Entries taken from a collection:
☆ ☆ ☆ ☆ ☆

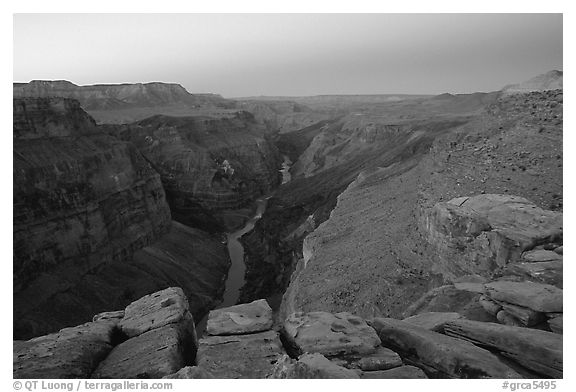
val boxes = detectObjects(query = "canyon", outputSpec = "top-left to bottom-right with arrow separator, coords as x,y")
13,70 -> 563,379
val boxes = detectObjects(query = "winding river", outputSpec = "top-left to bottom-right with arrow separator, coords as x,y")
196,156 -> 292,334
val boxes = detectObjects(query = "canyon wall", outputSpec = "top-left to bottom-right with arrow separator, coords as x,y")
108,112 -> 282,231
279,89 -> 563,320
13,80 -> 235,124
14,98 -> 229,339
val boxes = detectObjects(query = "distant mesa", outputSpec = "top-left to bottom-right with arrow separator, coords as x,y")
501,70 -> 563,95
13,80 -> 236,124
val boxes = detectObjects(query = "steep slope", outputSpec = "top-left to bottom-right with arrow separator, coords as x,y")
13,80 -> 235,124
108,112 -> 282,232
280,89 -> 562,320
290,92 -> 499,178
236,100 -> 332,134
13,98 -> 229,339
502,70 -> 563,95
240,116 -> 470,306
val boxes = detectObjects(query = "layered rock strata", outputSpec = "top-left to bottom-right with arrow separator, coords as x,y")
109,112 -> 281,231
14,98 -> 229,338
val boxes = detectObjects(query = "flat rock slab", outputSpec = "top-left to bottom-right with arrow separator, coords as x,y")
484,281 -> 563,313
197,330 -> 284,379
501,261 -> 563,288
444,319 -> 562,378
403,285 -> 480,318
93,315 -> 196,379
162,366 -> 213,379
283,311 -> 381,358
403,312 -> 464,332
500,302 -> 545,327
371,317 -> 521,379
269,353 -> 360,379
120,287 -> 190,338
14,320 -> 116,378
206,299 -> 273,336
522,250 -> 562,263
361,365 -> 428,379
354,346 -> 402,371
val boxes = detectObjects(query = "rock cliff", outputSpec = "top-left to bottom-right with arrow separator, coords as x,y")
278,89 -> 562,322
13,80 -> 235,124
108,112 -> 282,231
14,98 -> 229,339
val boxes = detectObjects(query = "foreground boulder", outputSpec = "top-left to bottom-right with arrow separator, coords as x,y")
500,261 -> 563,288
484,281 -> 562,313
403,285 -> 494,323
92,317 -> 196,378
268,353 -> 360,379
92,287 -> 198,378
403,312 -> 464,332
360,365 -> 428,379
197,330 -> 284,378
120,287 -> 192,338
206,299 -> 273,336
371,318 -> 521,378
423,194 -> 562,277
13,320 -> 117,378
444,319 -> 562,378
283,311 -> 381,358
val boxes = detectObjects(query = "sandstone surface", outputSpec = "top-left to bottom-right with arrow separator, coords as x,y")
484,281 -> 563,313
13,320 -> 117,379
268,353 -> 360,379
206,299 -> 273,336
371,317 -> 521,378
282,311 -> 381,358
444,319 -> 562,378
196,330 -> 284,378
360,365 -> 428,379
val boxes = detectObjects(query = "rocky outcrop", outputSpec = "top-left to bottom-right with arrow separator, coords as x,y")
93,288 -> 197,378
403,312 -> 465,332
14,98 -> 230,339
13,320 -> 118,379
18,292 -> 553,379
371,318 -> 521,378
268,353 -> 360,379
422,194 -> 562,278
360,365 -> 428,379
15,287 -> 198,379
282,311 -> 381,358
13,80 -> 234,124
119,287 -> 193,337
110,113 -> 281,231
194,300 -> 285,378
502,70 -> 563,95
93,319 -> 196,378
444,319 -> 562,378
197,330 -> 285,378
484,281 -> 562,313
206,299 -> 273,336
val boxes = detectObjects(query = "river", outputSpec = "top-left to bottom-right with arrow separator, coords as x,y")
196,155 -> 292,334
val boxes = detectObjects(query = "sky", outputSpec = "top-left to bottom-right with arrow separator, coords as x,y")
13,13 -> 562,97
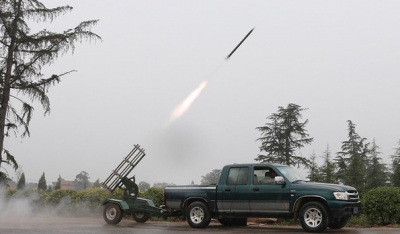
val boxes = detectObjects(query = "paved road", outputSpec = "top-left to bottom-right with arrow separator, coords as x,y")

☆ ☆ ☆ ☆ ☆

EXERCISE BRIEF:
The records must come back exactly, with their pictures removed.

RESULT:
val boxes = detectObjects(query = "canyon", outputSpec = "top-left to bottom-right with arrow separator, coords as x,y")
13,70 -> 563,379
val boxes = detectObjects(query = "winding river", outputSpec = "top-left to bottom-right with arrow separator, coords as x,y")
196,156 -> 292,334
val boxes = detectObjects(query = "canyon wall", outputSpec = "top-left to bottom-right with arrow separator, coords as x,y")
108,112 -> 282,231
279,89 -> 563,320
13,80 -> 235,124
14,98 -> 229,339
val boxes = detectObjects(query = "distant mesa", outputSpec = "top-left to bottom-right with arrow separator, coords as x,y")
501,70 -> 563,95
13,80 -> 236,124
val boxes = detectObjects(query = "steep slope", outputSpec = "top-left to bottom-right with arrow separator, coords as x,y")
13,80 -> 235,124
108,112 -> 282,232
280,89 -> 562,320
290,92 -> 499,178
236,100 -> 332,134
13,98 -> 229,339
502,70 -> 563,95
240,116 -> 470,306
val boxes = detectObjects(query = "layered rock strata", outputSpec = "top-left to bottom-right with arrow separator, coords as x,y")
109,112 -> 281,231
14,98 -> 229,338
val boxes = detectObjects(query = "flat rock slab", outputSpec = "top-left to bottom-right with arrow separator, coords as x,y")
484,281 -> 563,313
197,330 -> 284,379
501,261 -> 563,288
444,319 -> 562,378
403,285 -> 480,318
93,315 -> 196,379
162,366 -> 213,379
283,311 -> 381,358
403,312 -> 464,332
500,302 -> 545,327
371,317 -> 521,379
269,353 -> 360,379
120,287 -> 190,338
14,320 -> 116,378
206,299 -> 273,336
522,250 -> 562,263
361,365 -> 428,379
354,346 -> 402,371
val boxes = detectObjects(query = "rock cliff", outputSpec = "top-left to bottom-right with arrow separator, coords as x,y")
278,89 -> 562,322
13,80 -> 235,124
108,112 -> 282,231
14,98 -> 229,339
val boxes = detectObjects(query = "foreground boulder", outputSpec = "top-left to bottom-right with arrow separator, coords as x,y")
500,261 -> 563,288
484,281 -> 562,313
403,285 -> 494,323
92,317 -> 196,378
268,353 -> 360,379
92,287 -> 198,378
403,312 -> 464,332
360,365 -> 428,379
197,330 -> 284,378
120,287 -> 192,338
206,299 -> 273,336
371,318 -> 521,378
423,194 -> 562,277
13,320 -> 117,378
444,319 -> 562,378
283,311 -> 381,358
val boxes = detectObjects(query = "sandstone surface", outputSpec = "top-left to bottom-right with arrow separator, coords as x,y")
484,281 -> 563,313
13,320 -> 117,379
268,353 -> 360,379
206,299 -> 273,336
371,317 -> 521,378
282,311 -> 381,358
444,319 -> 562,378
196,330 -> 284,378
360,365 -> 428,379
val boxes = detectObjects(query = "rocky outcrop", outputSpec = "top-left to bottom-right with arrow separator, coords as x,y")
93,288 -> 197,378
403,312 -> 465,332
14,98 -> 230,339
13,320 -> 118,379
18,292 -> 553,379
371,318 -> 521,378
268,353 -> 360,379
422,194 -> 562,278
360,365 -> 428,379
15,287 -> 198,379
282,311 -> 381,358
13,80 -> 234,124
119,287 -> 193,337
110,113 -> 281,231
194,300 -> 285,378
502,70 -> 563,95
93,319 -> 196,378
444,319 -> 562,378
197,330 -> 285,378
484,281 -> 562,313
206,299 -> 273,336
val boxes = detectObjects(query = "river", outputSpec = "top-left to bottom-right with arrow separator, coords as x,y")
196,155 -> 292,334
val boxes = detectObjects(query = "sky", outputSpec = "top-left to bottom-right with arrow separator, coords as x,y")
13,13 -> 562,97
val boxes = detectObjects(query = "paved road", outputSpec = "top-left to bottom-right with arrow separator, coords as x,y")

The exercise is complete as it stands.